_Given instruction_
Please copy the records below word for word, starting at the beginning of the records and ending with the line that contains "(1202, 457)", including both ends. Leave the pictures out of your copy.
━━━
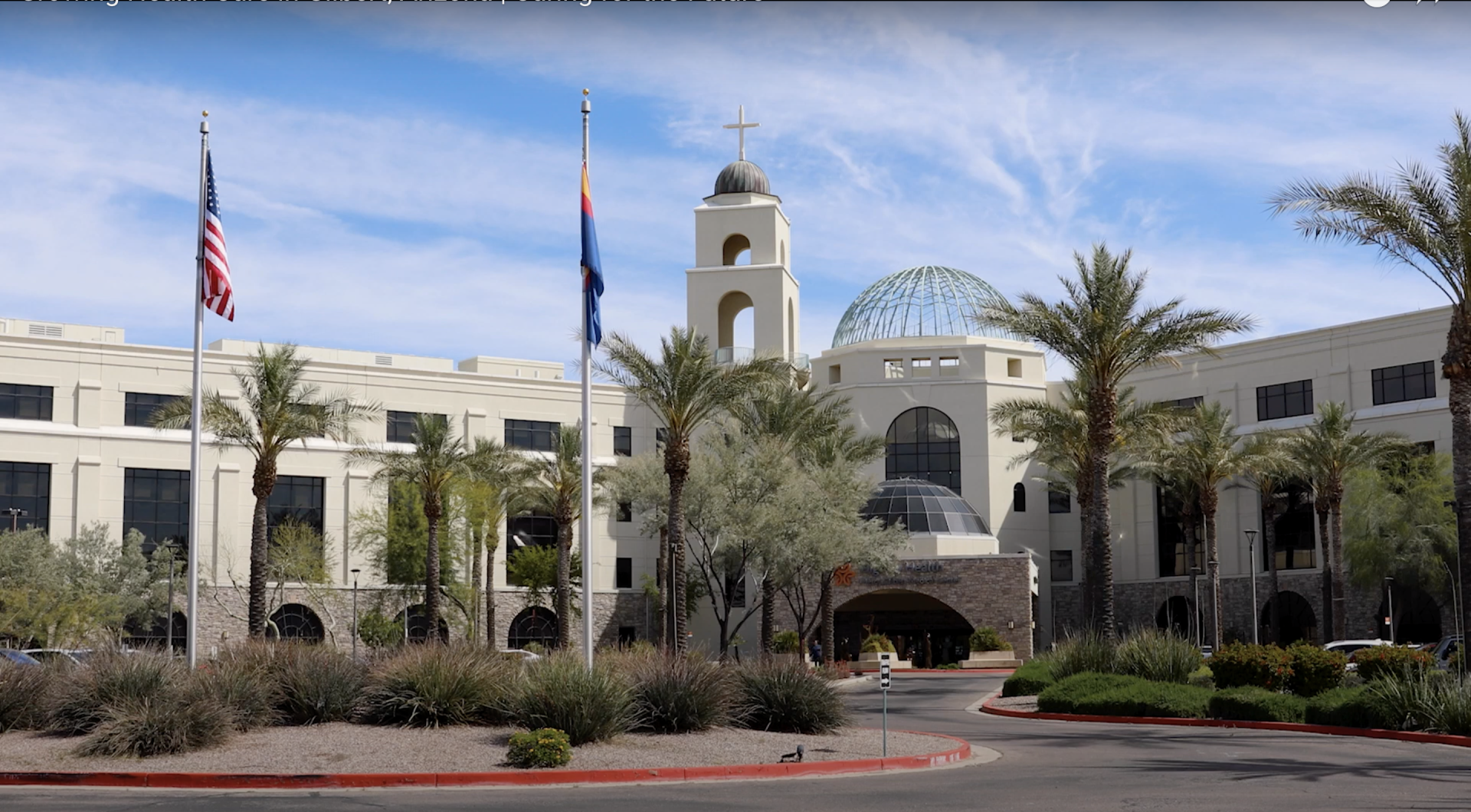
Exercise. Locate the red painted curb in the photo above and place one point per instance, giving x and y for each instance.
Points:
(502, 777)
(1289, 727)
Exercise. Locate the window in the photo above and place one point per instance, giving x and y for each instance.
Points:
(1060, 502)
(156, 505)
(1061, 565)
(25, 404)
(1285, 401)
(1411, 381)
(1183, 404)
(139, 406)
(924, 443)
(401, 425)
(296, 498)
(25, 495)
(532, 436)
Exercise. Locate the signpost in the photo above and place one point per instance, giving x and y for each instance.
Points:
(883, 686)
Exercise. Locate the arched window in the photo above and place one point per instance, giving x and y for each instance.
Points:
(536, 626)
(296, 623)
(924, 444)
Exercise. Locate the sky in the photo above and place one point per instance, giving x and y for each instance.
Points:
(404, 177)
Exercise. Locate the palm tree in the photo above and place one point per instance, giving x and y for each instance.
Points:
(1421, 220)
(1060, 436)
(493, 474)
(278, 408)
(1325, 452)
(1105, 332)
(1270, 470)
(555, 486)
(684, 388)
(437, 460)
(1202, 457)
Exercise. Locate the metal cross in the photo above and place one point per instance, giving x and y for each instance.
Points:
(740, 127)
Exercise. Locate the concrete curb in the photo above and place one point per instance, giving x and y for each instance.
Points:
(497, 778)
(1289, 727)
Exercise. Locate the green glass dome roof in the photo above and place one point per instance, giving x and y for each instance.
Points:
(924, 300)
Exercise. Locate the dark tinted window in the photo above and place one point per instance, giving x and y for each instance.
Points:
(1283, 401)
(139, 406)
(25, 487)
(156, 505)
(25, 404)
(1410, 381)
(532, 436)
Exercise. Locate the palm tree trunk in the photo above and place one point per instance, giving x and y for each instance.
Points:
(264, 483)
(1270, 545)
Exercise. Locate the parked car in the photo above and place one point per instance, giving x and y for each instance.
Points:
(19, 658)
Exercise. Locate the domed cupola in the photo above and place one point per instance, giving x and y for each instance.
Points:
(917, 302)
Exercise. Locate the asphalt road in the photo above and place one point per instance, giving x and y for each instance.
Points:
(1042, 765)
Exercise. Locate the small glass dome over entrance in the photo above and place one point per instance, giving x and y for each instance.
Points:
(917, 302)
(924, 508)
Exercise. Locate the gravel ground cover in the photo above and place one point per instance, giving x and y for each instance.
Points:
(343, 748)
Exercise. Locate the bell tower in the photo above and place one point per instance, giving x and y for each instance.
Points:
(742, 254)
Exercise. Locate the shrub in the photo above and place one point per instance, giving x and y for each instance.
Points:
(1029, 680)
(988, 639)
(431, 686)
(1314, 670)
(318, 684)
(559, 692)
(680, 693)
(164, 724)
(24, 692)
(1157, 655)
(539, 748)
(1245, 665)
(1085, 652)
(1348, 708)
(1256, 705)
(241, 680)
(1064, 696)
(80, 703)
(786, 643)
(788, 698)
(1401, 663)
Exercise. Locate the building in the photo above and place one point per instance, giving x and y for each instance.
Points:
(994, 549)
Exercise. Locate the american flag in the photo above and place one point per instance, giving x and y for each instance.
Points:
(220, 295)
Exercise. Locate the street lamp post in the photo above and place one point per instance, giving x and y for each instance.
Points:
━━━
_Right answer_
Exercise. Locate the red painted curb in the photo above and place one point per instance, giving x and y for each instance.
Points:
(502, 777)
(1289, 727)
Exercise. Locate the window in the photo above and place one point per instance, giving x and y for each instance.
Points:
(1060, 502)
(156, 505)
(1061, 565)
(25, 404)
(1285, 401)
(1411, 381)
(1183, 404)
(139, 406)
(924, 443)
(401, 425)
(296, 498)
(25, 495)
(532, 436)
Exercise. Locate the signpost in the photo above and place one point per instance, giving x and y for each instance.
Points:
(883, 686)
Exercise. Locate the arched window in the photo above and place one point per instance, giving x and y for each instance.
Points:
(536, 626)
(296, 623)
(924, 444)
Exercise. Locate the sky in the photo above and place one point per instance, giving x and y for each instance.
Points:
(404, 177)
Exercise. Locate the palm tree in the photo above and place one point per instance, giving x and y for each instance.
Points:
(1421, 220)
(1060, 436)
(493, 474)
(278, 408)
(1325, 452)
(1105, 332)
(1270, 470)
(555, 486)
(684, 388)
(437, 460)
(1202, 457)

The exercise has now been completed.